Dataset rows

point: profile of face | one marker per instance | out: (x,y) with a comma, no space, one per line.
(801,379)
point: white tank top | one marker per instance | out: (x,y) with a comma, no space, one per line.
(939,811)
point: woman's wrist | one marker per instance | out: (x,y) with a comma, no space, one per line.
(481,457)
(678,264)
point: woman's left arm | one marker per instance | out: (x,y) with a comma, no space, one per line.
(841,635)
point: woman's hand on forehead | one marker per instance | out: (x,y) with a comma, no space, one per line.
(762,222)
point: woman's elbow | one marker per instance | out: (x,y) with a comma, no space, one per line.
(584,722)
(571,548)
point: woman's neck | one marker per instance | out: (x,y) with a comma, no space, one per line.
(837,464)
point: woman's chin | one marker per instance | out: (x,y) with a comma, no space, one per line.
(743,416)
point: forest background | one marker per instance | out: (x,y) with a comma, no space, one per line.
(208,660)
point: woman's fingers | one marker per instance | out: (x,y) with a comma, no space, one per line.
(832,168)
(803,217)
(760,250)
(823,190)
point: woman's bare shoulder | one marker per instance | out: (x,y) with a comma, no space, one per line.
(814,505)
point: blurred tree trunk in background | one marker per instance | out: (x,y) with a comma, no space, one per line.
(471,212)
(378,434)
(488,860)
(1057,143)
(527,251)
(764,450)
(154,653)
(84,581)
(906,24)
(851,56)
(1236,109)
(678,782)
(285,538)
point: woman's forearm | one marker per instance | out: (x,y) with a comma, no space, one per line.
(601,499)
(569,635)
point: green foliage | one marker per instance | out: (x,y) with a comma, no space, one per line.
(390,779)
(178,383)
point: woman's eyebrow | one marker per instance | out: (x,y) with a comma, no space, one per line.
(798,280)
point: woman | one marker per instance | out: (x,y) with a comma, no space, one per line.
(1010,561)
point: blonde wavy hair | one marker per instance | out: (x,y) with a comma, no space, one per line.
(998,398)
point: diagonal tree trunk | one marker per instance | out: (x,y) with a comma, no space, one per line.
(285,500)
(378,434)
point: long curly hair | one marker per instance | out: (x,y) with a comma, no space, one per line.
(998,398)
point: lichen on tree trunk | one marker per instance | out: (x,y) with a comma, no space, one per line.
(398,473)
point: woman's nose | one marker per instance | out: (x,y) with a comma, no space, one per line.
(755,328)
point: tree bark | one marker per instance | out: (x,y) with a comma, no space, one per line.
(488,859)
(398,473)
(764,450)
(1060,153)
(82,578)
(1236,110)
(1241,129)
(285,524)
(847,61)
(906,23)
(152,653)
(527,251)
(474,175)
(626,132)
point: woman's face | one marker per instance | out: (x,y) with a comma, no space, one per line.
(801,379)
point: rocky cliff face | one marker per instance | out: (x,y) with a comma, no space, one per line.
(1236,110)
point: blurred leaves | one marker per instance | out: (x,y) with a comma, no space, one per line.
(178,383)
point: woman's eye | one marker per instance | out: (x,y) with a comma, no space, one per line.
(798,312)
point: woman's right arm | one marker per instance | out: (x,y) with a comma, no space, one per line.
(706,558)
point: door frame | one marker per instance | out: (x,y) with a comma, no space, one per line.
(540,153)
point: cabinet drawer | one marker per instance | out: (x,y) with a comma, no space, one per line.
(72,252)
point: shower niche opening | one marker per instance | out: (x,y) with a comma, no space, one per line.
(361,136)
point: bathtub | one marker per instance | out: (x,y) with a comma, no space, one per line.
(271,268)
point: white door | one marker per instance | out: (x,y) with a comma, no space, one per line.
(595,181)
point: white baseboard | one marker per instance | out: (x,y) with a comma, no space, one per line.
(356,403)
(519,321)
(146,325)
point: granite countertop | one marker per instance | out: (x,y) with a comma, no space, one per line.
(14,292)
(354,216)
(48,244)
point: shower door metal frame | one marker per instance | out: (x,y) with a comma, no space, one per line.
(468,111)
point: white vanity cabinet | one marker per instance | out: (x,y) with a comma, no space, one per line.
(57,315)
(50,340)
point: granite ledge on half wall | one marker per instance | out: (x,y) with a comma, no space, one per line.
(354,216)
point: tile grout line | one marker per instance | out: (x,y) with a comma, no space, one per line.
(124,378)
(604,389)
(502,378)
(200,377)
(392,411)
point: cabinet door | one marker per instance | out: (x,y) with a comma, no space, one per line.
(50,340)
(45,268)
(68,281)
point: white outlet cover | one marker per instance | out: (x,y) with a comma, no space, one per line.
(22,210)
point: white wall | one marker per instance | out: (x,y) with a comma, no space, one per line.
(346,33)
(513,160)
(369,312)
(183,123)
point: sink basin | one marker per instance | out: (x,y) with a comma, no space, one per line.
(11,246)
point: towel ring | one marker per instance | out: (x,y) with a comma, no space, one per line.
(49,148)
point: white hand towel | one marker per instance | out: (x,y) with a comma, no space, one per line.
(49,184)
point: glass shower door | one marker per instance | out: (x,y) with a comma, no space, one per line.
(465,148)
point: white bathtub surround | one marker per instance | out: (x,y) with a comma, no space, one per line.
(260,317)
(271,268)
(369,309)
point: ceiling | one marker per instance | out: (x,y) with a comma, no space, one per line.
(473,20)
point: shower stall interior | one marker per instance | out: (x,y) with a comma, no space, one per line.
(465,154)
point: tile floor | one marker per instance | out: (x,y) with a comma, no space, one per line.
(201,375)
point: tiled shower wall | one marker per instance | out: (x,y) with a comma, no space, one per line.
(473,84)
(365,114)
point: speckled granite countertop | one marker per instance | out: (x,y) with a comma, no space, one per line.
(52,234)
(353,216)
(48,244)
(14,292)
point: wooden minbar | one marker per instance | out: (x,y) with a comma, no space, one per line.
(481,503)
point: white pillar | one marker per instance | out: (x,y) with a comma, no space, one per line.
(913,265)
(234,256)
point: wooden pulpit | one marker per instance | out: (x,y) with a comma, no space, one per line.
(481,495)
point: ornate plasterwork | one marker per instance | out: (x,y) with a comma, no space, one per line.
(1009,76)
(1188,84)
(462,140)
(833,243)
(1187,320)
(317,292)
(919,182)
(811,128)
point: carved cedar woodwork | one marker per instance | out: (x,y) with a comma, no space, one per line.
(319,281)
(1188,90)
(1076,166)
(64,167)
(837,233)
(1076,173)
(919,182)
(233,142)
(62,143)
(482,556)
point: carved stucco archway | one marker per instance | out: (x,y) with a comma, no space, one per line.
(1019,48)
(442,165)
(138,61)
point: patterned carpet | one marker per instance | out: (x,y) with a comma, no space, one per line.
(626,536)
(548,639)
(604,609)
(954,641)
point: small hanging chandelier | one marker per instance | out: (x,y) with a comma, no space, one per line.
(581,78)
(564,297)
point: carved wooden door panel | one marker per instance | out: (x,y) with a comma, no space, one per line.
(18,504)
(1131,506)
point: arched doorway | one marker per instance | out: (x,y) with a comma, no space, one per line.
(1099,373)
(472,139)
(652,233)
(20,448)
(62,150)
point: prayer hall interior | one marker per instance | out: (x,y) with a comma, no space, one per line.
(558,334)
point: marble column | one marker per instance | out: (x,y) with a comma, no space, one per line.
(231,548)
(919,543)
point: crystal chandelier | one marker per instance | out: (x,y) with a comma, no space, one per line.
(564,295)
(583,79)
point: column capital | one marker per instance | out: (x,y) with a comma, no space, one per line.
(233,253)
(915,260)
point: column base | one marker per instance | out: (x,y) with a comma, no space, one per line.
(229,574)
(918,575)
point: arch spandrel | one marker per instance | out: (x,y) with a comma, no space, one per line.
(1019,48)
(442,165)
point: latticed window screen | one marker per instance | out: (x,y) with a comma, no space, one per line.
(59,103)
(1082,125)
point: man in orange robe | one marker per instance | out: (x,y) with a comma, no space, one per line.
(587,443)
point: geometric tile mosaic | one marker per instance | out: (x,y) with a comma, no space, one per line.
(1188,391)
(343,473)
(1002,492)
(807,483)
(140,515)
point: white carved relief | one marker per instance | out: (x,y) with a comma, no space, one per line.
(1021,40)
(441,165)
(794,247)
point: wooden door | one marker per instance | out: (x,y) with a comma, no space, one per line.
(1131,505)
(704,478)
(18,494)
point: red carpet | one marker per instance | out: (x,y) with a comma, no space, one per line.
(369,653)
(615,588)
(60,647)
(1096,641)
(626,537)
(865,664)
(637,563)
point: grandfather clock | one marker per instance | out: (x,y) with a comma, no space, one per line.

● Exercise directions
Carry over everything from the line containing "point: white carved" down to the end of the entries, keeping each request line, and add -11 to every coordinate in the answers.

● Answer to the task
point: white carved relief | one marker per instance | out: (x,y) with a comma, no space, one per line.
(1010,29)
(430,154)
(783,236)
point: wooden door | one marker per instance | out: (x,y) with a comma, no space, one per line.
(1120,494)
(693,467)
(7,483)
point: red carpet | one marker per instance | out: (x,y) with a comma, no space, one per line.
(358,642)
(604,577)
(49,636)
(1085,630)
(615,526)
(854,653)
(626,552)
point: grandfather clock | one marker per instance | out: (x,y) with a comma, no space, one per line.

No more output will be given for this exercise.